▸ **PROBLEM TO SOLVE**: Put the rows starting at the line that contains "the pink umbrella" and ending at the last row into a two-column CSV with the headers text and answer. Give each row one line, with its text and its answer in separate quoted fields and any line breaks replaced by spaces.

▸ **GIVEN INFORMATION**:
━━━━━━━━━━━━━━━━

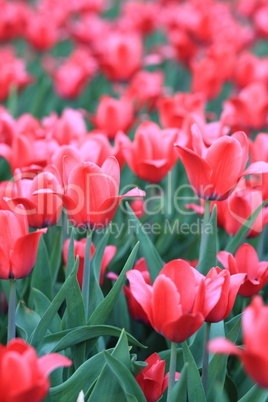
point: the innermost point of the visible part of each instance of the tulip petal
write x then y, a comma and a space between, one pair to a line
256, 168
51, 362
180, 330
111, 169
4, 264
247, 261
225, 158
181, 274
166, 306
224, 346
198, 171
140, 290
23, 256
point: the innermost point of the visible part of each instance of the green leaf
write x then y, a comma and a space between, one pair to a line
42, 303
107, 387
71, 257
65, 339
104, 309
96, 295
5, 171
26, 320
55, 256
195, 387
153, 259
41, 328
240, 236
82, 379
41, 275
255, 394
126, 380
179, 392
208, 252
217, 366
75, 315
75, 309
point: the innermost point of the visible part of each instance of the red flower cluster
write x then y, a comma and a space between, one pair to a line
23, 375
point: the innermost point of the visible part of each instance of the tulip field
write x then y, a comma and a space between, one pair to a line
134, 200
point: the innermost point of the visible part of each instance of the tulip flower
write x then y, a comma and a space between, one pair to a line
41, 31
246, 261
91, 197
24, 375
145, 88
80, 249
135, 309
12, 73
249, 108
214, 172
173, 111
121, 54
174, 303
18, 247
254, 355
80, 65
43, 209
70, 128
233, 212
228, 286
152, 153
152, 378
97, 148
113, 115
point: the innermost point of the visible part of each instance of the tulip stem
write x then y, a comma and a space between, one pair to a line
205, 358
172, 368
86, 274
11, 327
205, 222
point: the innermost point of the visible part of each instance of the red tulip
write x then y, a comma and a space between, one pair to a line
121, 54
18, 247
70, 128
173, 111
42, 209
113, 115
80, 66
214, 172
174, 305
152, 153
246, 261
261, 20
233, 212
42, 31
145, 88
135, 309
24, 375
137, 207
152, 378
12, 73
249, 108
91, 196
97, 148
228, 286
143, 17
254, 355
80, 250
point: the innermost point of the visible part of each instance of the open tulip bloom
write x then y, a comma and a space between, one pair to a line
91, 193
254, 354
18, 247
24, 375
181, 298
215, 171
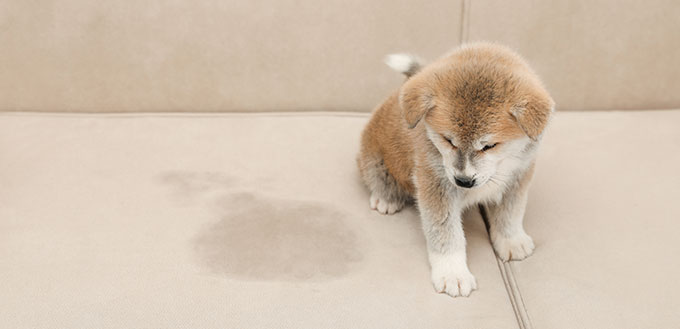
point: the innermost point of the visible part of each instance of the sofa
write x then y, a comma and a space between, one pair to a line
191, 164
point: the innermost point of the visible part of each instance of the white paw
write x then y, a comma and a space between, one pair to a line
516, 247
384, 207
453, 280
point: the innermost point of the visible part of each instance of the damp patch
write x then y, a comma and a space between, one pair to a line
261, 238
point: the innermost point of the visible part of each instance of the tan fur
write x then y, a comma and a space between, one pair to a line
483, 88
462, 130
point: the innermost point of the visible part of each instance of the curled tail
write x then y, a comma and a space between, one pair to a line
404, 63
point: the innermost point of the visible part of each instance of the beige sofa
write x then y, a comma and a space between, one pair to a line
204, 174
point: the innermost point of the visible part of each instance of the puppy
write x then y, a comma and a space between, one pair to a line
461, 131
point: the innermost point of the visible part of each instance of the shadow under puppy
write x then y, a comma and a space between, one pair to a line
460, 131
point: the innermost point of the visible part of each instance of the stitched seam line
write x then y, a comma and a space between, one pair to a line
183, 114
514, 293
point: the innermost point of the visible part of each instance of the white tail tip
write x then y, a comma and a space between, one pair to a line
403, 63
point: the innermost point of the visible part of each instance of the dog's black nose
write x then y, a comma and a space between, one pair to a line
464, 182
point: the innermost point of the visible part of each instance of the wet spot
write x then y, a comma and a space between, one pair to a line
260, 238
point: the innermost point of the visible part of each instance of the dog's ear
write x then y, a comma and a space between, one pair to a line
532, 114
415, 101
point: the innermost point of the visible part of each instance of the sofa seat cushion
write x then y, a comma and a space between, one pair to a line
214, 221
604, 213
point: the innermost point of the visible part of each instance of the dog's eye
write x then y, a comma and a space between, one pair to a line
488, 147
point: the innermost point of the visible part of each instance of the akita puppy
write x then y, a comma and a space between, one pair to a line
460, 131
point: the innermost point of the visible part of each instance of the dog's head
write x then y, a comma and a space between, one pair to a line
482, 107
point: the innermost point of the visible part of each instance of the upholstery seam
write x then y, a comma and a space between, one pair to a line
184, 114
511, 286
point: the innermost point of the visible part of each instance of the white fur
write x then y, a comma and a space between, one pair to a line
450, 273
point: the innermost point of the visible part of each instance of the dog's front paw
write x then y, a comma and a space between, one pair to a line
453, 280
383, 206
515, 247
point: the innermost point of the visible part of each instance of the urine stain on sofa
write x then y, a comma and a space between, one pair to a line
263, 238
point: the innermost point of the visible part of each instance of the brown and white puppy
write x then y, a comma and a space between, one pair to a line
461, 131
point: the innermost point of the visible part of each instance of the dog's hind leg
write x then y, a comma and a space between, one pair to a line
387, 196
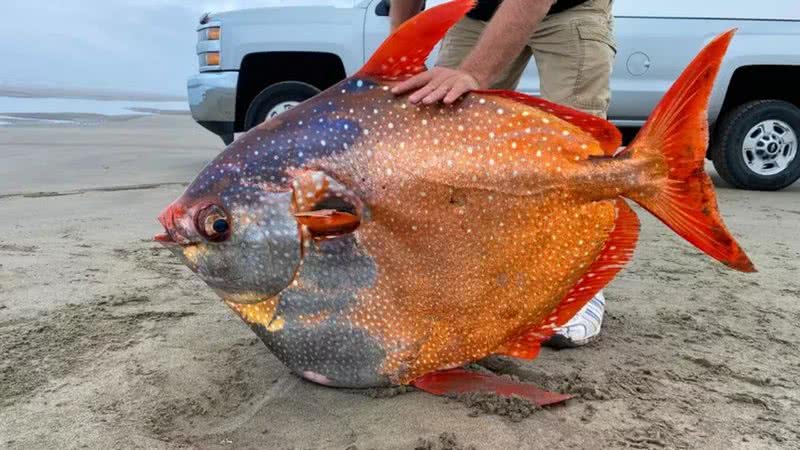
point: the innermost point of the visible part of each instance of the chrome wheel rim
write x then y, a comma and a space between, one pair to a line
769, 147
281, 107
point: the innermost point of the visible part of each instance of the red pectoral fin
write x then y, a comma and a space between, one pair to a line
323, 205
328, 222
616, 252
460, 381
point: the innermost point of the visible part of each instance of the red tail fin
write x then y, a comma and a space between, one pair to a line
675, 138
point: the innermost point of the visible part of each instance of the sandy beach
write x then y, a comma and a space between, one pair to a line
108, 342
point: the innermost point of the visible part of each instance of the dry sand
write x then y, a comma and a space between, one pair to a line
107, 342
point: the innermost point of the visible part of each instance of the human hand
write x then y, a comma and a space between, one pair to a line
437, 84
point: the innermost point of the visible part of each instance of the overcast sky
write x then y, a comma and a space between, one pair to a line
131, 45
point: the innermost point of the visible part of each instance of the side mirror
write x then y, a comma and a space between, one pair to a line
382, 10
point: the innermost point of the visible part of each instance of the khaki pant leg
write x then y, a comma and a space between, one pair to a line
574, 52
461, 39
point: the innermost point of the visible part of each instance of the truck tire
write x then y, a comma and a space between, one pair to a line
756, 145
276, 99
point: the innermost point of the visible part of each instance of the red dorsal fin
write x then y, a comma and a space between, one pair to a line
403, 54
616, 253
603, 131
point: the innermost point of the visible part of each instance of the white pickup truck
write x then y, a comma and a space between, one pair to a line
256, 63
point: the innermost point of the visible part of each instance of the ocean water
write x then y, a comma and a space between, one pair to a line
18, 105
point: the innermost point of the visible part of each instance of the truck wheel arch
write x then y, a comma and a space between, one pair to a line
263, 69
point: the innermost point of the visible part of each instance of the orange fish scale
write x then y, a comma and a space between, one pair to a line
485, 239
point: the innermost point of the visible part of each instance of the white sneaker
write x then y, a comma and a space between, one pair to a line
582, 328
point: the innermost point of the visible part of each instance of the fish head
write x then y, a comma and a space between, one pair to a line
236, 232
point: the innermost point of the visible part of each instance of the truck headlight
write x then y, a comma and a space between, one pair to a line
209, 34
209, 59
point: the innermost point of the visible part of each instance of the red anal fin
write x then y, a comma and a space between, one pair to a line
403, 54
603, 131
616, 252
460, 381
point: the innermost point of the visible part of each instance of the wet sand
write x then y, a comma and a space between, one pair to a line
107, 342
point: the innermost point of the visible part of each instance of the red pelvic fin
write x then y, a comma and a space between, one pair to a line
460, 381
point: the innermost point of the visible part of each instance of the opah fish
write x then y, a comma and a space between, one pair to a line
371, 242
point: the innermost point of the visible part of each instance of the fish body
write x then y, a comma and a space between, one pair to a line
371, 242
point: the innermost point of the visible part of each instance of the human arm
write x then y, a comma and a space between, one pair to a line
402, 10
501, 42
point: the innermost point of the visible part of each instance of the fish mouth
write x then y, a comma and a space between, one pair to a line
164, 238
171, 235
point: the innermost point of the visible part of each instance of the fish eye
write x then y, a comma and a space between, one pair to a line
213, 223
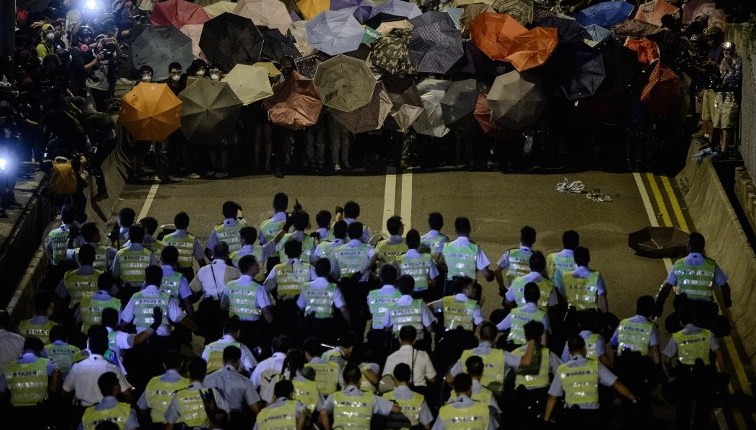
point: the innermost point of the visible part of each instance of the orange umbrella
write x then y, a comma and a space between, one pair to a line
532, 48
647, 50
493, 33
150, 112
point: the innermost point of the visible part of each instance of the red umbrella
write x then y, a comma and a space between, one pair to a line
662, 92
178, 13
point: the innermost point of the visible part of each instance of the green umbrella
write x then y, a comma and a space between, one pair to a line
344, 83
210, 111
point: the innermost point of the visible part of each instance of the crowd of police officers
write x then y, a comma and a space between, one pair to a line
336, 327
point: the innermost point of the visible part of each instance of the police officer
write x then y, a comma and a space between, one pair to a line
515, 261
352, 407
696, 276
420, 267
578, 380
188, 245
563, 260
463, 257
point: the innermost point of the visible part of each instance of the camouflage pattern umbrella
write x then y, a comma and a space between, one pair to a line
390, 53
407, 104
431, 121
369, 117
344, 83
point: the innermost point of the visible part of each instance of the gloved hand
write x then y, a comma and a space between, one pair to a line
157, 316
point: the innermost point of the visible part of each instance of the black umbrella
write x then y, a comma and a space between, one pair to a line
228, 40
659, 241
276, 45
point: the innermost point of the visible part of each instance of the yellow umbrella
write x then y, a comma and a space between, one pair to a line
310, 8
150, 112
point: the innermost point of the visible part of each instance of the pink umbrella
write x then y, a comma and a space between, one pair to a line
178, 13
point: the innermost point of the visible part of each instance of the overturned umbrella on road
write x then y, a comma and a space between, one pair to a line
210, 111
158, 47
228, 40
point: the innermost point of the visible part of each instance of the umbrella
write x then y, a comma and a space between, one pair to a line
493, 33
150, 112
194, 31
482, 114
651, 12
158, 47
662, 92
344, 83
218, 8
230, 39
390, 53
431, 120
659, 241
647, 50
276, 45
362, 8
521, 10
532, 48
177, 13
436, 44
210, 111
270, 13
335, 32
368, 117
459, 101
309, 8
605, 14
295, 104
396, 8
406, 103
249, 83
635, 28
516, 100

━━━━━━━━━━━━━━━━

▸ **RESPONSE TO THE EXERCISE**:
text,answer
"point: the innermost point of the visible part of each instance of the pink umbrella write x then y, a comma and a space between, one pair to a line","178, 13"
"point: the innermost point of the visible part of each instance of the overturned umbrella on road write x then y, a comma and a space between, one pair to a line","210, 111 158, 47 228, 40"
"point: the innermost point of the visible part of each instance of the umbrella write x then y, a comma and a space between, one pair to a line","493, 33 150, 112 194, 31 482, 114 651, 12 158, 47 662, 92 344, 83 218, 8 230, 39 390, 53 431, 120 659, 241 647, 50 276, 45 362, 8 521, 10 532, 48 177, 13 436, 44 210, 111 270, 13 335, 32 368, 117 459, 101 309, 8 605, 14 295, 104 396, 8 406, 103 249, 83 635, 28 516, 100"